What to work on - Repeat precisely the span of lines below that opens with the line containing "Target: dark background" and closes with the line containing "pixel 839 777", both included.

Collected data -
----------------------------------------
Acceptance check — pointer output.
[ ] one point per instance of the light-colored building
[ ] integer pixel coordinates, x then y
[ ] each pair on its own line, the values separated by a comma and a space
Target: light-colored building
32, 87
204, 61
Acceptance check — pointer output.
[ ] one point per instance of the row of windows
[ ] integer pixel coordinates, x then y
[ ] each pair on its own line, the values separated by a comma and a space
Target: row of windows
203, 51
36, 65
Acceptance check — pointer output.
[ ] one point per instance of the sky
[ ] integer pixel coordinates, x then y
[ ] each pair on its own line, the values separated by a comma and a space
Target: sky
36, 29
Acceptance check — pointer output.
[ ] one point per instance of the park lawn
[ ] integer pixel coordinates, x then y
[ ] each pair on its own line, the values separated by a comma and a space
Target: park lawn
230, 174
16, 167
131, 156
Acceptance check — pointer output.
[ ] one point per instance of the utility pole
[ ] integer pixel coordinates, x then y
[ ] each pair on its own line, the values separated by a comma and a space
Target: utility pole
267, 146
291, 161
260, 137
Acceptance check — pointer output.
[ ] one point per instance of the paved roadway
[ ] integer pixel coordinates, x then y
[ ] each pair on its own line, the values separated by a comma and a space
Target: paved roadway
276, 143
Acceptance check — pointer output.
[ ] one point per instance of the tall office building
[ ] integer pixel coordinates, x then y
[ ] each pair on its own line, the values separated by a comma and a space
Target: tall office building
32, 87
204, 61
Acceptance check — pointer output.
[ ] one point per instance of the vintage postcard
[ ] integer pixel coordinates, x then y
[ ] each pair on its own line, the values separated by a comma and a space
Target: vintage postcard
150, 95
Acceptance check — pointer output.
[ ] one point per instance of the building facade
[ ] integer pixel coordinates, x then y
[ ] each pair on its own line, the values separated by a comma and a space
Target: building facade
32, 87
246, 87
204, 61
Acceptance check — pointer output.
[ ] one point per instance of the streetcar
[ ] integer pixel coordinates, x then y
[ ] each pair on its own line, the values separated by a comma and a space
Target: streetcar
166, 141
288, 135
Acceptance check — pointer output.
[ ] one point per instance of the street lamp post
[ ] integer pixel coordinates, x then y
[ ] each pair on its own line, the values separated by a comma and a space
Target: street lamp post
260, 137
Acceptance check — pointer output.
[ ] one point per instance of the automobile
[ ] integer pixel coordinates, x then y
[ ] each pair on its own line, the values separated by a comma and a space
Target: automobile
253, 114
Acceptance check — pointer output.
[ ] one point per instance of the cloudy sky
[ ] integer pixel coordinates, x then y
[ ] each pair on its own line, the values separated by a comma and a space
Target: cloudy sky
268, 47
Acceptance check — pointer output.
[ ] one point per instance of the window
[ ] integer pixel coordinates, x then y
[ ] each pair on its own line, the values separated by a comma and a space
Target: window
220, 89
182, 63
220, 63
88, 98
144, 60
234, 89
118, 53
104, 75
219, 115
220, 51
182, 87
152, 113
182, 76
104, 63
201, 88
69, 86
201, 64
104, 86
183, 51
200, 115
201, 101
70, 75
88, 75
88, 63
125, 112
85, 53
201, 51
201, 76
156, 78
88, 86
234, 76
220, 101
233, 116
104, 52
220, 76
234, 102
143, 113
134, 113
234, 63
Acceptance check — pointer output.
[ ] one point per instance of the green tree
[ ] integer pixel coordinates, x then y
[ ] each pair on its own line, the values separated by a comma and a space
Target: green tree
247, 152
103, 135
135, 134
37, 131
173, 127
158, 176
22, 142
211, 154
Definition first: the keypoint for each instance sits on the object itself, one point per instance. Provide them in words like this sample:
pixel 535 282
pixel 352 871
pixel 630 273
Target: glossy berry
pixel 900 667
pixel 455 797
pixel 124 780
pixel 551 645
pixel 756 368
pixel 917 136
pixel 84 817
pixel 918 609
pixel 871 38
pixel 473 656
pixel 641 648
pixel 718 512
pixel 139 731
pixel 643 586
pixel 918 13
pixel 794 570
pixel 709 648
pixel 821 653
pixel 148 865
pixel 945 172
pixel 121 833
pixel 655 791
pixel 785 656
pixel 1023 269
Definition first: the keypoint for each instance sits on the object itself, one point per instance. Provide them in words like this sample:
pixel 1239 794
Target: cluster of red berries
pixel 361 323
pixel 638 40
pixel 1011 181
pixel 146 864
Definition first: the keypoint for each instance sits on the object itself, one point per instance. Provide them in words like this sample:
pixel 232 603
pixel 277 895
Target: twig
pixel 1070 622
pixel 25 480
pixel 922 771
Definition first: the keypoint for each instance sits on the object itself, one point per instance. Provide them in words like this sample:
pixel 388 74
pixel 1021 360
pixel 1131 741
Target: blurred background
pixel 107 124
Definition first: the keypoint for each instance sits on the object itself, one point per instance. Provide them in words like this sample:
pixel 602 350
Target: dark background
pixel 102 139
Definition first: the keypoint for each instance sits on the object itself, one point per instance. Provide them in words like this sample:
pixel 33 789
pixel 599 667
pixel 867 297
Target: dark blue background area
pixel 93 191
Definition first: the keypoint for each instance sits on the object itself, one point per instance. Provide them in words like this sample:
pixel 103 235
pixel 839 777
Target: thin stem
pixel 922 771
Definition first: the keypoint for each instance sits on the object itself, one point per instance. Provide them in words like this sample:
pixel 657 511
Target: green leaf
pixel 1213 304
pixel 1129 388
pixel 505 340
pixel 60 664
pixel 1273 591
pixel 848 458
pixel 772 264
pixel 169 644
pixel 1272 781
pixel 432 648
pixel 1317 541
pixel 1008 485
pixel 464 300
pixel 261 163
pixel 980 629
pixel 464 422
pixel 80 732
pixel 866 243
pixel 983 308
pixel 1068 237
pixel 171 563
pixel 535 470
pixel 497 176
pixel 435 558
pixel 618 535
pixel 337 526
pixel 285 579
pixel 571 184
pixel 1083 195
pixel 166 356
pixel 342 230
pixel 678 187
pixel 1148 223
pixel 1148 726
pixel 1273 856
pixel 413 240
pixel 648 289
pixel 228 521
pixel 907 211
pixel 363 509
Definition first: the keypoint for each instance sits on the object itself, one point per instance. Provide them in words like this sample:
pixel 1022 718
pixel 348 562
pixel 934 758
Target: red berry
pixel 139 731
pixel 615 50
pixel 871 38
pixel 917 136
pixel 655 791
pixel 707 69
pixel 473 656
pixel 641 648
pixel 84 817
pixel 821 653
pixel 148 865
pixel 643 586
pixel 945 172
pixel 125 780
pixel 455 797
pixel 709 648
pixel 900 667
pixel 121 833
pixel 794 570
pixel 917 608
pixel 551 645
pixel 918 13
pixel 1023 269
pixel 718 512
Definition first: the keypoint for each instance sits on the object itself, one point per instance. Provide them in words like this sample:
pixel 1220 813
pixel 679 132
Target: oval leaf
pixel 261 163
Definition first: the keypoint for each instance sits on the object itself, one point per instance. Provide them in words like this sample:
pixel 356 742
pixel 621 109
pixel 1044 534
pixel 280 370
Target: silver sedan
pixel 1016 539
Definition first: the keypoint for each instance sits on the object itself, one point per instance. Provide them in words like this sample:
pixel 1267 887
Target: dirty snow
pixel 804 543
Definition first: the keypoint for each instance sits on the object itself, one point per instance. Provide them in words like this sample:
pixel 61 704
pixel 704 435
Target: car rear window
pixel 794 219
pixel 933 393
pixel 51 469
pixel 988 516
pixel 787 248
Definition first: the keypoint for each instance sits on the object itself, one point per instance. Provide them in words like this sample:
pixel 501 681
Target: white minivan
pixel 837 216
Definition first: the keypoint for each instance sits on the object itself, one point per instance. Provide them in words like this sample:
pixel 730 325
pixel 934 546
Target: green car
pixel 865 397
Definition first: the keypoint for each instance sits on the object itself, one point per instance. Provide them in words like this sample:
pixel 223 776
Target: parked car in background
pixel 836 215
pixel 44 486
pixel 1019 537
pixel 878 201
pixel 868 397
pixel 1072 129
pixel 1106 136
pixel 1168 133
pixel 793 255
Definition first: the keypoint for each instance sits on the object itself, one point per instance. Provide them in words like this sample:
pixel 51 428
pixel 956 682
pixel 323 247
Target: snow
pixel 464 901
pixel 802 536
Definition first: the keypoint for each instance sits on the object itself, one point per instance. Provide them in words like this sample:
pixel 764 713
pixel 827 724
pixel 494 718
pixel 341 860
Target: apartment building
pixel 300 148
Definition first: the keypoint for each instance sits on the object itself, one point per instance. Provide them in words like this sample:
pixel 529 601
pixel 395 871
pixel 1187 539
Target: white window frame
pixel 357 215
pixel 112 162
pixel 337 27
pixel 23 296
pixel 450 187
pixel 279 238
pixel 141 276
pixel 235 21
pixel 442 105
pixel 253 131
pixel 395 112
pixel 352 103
----------------------------------------
Solution to this problem -
Target: dark background
pixel 102 139
Definition first: the keypoint for each instance sits on the object itself, one point per instance. Provide them in words like this sample:
pixel 33 789
pixel 599 667
pixel 867 297
Target: dark blue background area
pixel 93 191
Definition first: the keypoint for each instance sits on the object itself, one point per instance. Provide them in words like this sample:
pixel 103 235
pixel 839 777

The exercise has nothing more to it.